The timing couldn't have been worse.

Two days after posting their worst defensive performance since before the Tom Thibodeau era, Fred Hoiberg and the Bulls welcomed an Oklahoma City Thunder team also looking to bounce back to the United Center. That would be the same Thunder team with two of the league's top scorers and the second most efficient offense in the NBA, a far more dangerous opponent than the Hornets squad that had miraculously dropped 130 points on them Tuesday night.

Tuesday's woes carried over early on. The Thunder opened the contest 8-for-10 and appeared well on their way to a 30-point quarter, something that happened in all four stanzas against the Hornets. The energy that Jimmy Butler promised would be on display after the lackluster performance in Charlotte was non-existent, as the offense settled for jumpers, missing nine of their 13 attempts.

But Oklahoma City's nine-point lead wouldn't last. And after the Bulls' 104-98 victory over Kevin Durant and the Thunder, it's as if that first six-minute stretch never happened. For whatever reason Hoiberg's group flipped a switch, limiting Oklahoma City to 40 percent shooting the rest of the night and showing that promised energy on their way to a third straight home win to begin the year.

[MORE: Thunder still 'figuring it out' under Donovan]

"It showed that those guys care. It’s a bunch of competitive guys in that locker room that all, I think, felt a little embarrassed probably with the way the last game went," Hoiberg said after the game.

Tuesday's contest was of course an outlier - the Bulls hadn't allowed that many points since March 2010 - but it also wasn't indicative of how Hoiberg's group had played up until that point. Though the preseason talk of Hoiberg implementing a run-and-gun offensive philosophy dominated headlines, this was largely the same Bulls group that ranked among the NBA's elite defensively. Tom Thibodeau or no Tom Thibodeau, the talent was still there for the Bulls to defend well.

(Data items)
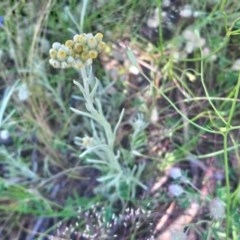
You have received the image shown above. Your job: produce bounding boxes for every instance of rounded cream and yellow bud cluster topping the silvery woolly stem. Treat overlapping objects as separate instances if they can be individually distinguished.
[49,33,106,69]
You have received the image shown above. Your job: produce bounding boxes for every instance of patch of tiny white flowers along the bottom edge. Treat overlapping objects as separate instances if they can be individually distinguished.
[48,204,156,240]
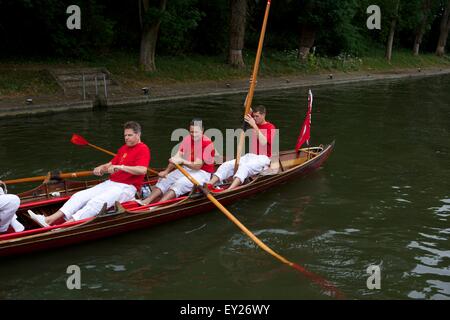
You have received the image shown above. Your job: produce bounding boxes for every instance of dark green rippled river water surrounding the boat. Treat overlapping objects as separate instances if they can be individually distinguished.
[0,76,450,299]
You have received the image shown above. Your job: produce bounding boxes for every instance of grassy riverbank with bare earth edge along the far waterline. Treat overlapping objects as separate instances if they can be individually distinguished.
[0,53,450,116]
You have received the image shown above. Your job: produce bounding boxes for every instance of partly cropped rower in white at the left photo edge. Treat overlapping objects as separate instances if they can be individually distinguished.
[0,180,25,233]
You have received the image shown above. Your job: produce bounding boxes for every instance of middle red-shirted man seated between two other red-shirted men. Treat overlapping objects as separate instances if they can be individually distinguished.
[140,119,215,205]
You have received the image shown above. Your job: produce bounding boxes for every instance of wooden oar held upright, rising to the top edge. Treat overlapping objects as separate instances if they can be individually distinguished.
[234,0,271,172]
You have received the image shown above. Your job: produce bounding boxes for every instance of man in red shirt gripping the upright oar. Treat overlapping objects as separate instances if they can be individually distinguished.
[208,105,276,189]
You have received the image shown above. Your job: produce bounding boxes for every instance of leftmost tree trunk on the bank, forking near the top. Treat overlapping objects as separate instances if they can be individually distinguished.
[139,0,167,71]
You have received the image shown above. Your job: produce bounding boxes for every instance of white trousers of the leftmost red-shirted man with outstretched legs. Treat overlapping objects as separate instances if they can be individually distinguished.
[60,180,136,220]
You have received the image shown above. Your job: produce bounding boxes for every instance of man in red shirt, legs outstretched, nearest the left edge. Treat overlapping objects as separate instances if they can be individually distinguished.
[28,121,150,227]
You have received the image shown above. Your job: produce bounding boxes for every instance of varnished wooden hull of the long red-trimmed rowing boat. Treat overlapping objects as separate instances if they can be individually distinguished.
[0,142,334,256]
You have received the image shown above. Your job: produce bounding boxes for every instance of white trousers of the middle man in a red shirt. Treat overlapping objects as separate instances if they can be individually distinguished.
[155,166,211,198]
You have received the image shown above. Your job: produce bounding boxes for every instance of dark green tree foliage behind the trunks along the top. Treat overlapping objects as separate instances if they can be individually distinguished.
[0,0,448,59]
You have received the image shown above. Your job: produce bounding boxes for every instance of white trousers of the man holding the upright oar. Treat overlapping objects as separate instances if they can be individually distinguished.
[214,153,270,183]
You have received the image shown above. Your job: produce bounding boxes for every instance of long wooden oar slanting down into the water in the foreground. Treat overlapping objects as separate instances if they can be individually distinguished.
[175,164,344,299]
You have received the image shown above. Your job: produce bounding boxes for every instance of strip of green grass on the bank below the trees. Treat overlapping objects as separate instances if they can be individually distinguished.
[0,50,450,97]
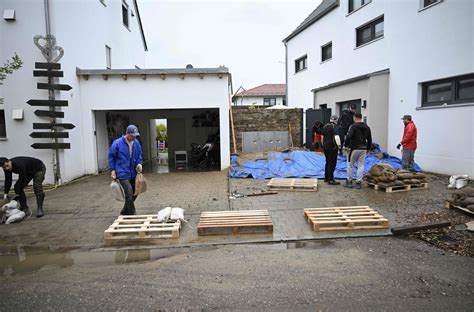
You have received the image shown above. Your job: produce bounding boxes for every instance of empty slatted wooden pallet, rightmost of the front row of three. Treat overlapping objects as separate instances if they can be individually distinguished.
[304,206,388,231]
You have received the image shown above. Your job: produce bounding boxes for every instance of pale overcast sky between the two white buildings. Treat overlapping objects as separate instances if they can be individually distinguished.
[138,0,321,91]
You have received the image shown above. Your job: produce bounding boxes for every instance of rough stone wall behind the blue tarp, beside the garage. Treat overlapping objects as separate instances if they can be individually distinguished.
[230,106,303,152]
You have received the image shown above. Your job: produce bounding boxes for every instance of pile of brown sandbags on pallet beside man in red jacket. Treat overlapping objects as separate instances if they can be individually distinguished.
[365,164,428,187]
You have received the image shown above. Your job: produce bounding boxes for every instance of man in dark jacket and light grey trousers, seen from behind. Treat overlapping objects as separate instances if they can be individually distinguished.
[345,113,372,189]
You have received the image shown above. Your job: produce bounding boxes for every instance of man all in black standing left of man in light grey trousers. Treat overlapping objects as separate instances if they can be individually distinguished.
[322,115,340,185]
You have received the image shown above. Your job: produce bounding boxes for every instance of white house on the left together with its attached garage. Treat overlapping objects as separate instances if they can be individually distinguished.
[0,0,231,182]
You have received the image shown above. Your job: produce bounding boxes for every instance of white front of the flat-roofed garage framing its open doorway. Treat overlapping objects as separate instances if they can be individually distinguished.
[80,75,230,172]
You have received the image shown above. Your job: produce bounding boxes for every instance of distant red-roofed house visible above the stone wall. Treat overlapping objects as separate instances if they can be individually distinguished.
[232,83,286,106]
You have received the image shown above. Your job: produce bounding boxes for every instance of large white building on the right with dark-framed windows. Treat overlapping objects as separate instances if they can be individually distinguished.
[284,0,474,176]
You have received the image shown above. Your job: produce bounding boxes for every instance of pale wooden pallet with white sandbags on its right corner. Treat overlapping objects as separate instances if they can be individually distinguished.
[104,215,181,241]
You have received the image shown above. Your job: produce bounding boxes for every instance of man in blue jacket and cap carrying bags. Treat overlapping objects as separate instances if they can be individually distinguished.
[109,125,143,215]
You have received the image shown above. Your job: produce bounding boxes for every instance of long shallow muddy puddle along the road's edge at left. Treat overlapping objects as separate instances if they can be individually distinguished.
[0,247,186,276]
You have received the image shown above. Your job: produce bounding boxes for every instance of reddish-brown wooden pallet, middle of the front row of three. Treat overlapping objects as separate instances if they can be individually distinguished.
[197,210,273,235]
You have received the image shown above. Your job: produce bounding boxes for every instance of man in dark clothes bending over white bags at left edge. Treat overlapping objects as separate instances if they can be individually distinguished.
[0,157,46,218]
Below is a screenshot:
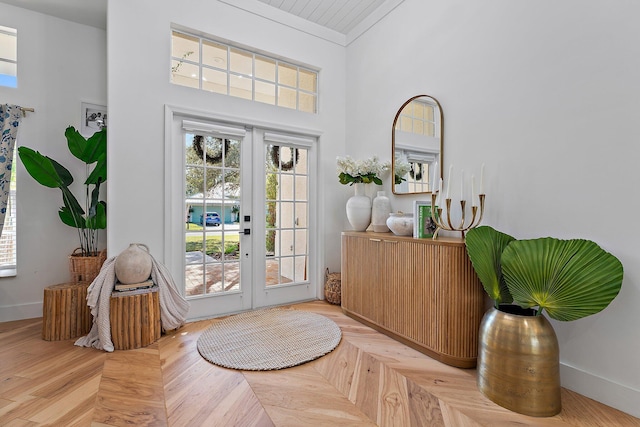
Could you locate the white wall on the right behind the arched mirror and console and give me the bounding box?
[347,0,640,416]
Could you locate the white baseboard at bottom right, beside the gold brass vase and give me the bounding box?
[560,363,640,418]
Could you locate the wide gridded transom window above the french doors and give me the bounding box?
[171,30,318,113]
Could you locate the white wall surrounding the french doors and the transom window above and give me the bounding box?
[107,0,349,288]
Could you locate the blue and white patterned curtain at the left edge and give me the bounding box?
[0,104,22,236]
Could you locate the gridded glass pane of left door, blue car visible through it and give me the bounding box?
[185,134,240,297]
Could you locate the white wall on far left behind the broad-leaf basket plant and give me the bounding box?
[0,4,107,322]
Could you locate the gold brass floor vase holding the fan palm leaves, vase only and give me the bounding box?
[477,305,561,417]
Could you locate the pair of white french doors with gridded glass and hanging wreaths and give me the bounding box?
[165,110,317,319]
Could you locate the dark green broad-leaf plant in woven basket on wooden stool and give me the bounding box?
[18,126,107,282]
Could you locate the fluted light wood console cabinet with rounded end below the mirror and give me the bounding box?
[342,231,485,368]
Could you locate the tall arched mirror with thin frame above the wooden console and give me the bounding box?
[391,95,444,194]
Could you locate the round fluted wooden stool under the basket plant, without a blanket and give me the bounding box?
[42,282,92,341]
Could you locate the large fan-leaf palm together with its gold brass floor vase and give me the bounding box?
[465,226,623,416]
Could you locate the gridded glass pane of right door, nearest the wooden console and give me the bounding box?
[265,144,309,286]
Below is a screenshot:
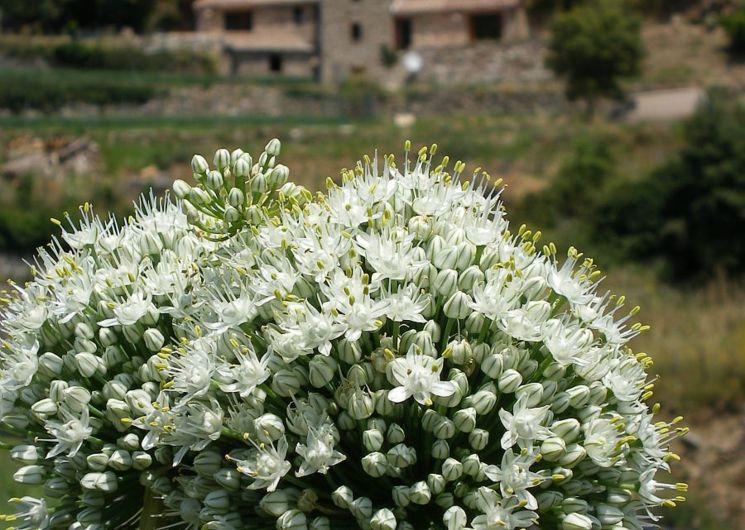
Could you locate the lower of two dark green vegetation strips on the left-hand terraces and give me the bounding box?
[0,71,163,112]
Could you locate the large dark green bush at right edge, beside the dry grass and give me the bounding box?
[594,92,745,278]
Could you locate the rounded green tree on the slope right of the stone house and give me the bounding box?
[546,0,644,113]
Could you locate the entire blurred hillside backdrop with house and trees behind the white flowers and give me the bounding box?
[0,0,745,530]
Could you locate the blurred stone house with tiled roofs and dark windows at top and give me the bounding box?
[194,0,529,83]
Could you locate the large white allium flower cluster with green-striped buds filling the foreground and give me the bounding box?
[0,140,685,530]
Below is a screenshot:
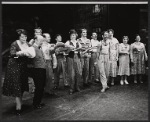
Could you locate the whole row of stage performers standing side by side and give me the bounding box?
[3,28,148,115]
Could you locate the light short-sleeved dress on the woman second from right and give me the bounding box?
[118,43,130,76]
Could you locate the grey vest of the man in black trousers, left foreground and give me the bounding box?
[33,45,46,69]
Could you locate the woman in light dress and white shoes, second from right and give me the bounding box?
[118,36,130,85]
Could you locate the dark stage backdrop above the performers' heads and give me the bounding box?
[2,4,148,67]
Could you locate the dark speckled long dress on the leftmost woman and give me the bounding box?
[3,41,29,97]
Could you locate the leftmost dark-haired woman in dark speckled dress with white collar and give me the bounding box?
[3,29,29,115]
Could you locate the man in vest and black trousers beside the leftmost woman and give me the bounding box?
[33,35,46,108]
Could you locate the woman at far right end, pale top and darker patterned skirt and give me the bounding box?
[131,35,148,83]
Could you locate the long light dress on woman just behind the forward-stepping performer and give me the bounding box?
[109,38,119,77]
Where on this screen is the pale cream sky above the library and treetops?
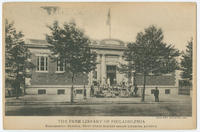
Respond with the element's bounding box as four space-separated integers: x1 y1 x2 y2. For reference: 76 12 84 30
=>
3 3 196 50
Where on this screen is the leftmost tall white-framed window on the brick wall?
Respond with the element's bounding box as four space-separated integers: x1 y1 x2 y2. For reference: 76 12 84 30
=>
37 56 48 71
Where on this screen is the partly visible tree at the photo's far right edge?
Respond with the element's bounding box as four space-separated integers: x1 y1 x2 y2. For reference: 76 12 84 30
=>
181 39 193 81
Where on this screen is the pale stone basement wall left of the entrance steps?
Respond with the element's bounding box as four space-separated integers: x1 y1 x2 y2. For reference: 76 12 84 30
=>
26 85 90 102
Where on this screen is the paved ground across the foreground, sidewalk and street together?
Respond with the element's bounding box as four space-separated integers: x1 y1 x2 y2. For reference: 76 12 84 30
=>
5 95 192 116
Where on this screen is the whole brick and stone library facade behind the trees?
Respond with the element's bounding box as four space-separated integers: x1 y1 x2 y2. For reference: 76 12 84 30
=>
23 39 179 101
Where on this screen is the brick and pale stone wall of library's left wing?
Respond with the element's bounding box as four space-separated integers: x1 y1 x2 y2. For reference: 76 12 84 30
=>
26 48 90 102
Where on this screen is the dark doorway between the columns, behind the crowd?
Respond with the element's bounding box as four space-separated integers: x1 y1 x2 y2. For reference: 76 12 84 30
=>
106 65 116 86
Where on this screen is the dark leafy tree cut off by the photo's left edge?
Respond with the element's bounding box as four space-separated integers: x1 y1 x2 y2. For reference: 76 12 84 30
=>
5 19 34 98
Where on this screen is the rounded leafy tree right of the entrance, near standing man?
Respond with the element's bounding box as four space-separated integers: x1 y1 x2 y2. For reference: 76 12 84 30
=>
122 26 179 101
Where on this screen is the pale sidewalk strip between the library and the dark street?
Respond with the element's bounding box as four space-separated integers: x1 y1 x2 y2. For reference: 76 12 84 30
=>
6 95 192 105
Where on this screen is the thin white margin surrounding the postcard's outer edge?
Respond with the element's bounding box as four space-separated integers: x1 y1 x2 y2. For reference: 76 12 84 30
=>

BRIEF 1:
Please reproduce the part of the Bulls game recap that begins at the words "[MORE: Thunder still" and stops after "after the game.".
BRIEF 2:
Carry the Bulls game recap further, starting after its last sentence.

OUTPUT 1:
[MORE: Thunder still 'figuring it out' under Donovan]

"It showed that those guys care. It’s a bunch of competitive guys in that locker room that all, I think, felt a little embarrassed probably with the way the last game went," Hoiberg said after the game.

OUTPUT 2:
It also came as no surprise that the two players leading the charge were the players largely responsible for creating the Bulls' defensive identity. Joakim Noah showed as much energy and bounce as he has all season, logging a game-high +16 in 12 minutes off the bench. The Bulls went from trailing 17-13 to leading 41-34 in his first stretch, and the Bulls closed the half holding the Thunder to three points in the final two minutes after Noah checked back in.

"He was awesome just getting after it," Hoiberg said of Noah, who finished with four points, seven rebounds, four assists and a block. "Jo’s out there making plays, he’s a great defender, he’s a rock down there, he’s so emotional. He just puts out the overall energy."

[SHOP: Gear up, Bulls fans!]

Noah got the ball rolling in the first half, while Jimmy Butler took care of the rest.

Though Durant finished with 33 points, including 11 in the fourth quarter that allowed the Thunder to tie the game late, he needed 29 shots to get there. Butler hounded the 2014 MVP relentlessly, setting the tone in the opening quarter in which he picked up two fouls. That aggressiveness didn't cease when Butler returned early in the second quarter, with Hoiberg rolling the dice that the man who made the promise for energy would do it without fouling.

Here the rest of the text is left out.